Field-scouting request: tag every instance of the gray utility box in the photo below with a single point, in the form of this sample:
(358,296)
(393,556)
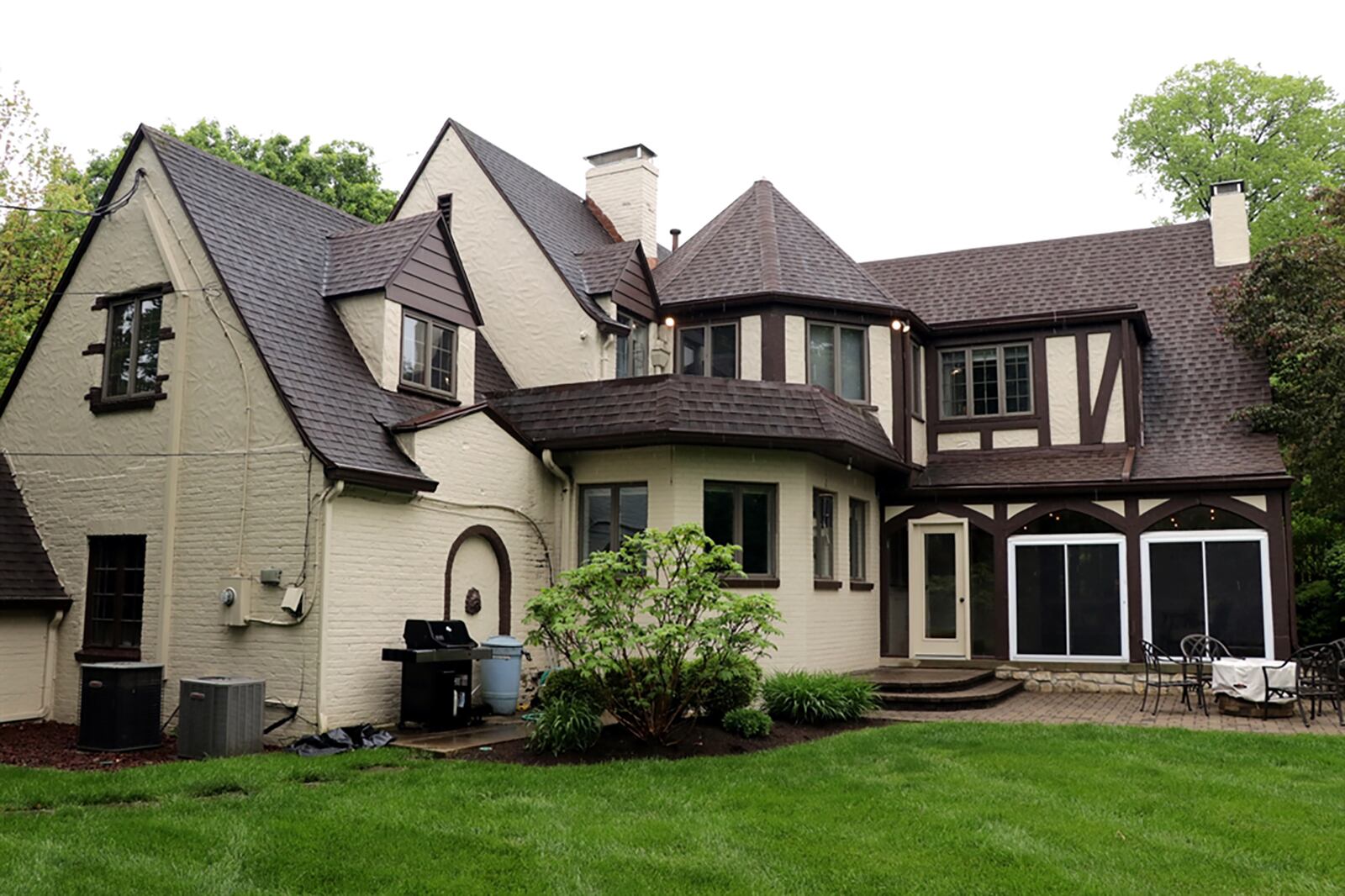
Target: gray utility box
(219,716)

------------------------------

Please reproduce the records above word for word, leaving out the pictures.

- **Task response**
Field-scouting request: tag every instance of the gray utility box in the photo below with a single point, in the form of this sample:
(358,296)
(393,556)
Target: gray utility box
(219,716)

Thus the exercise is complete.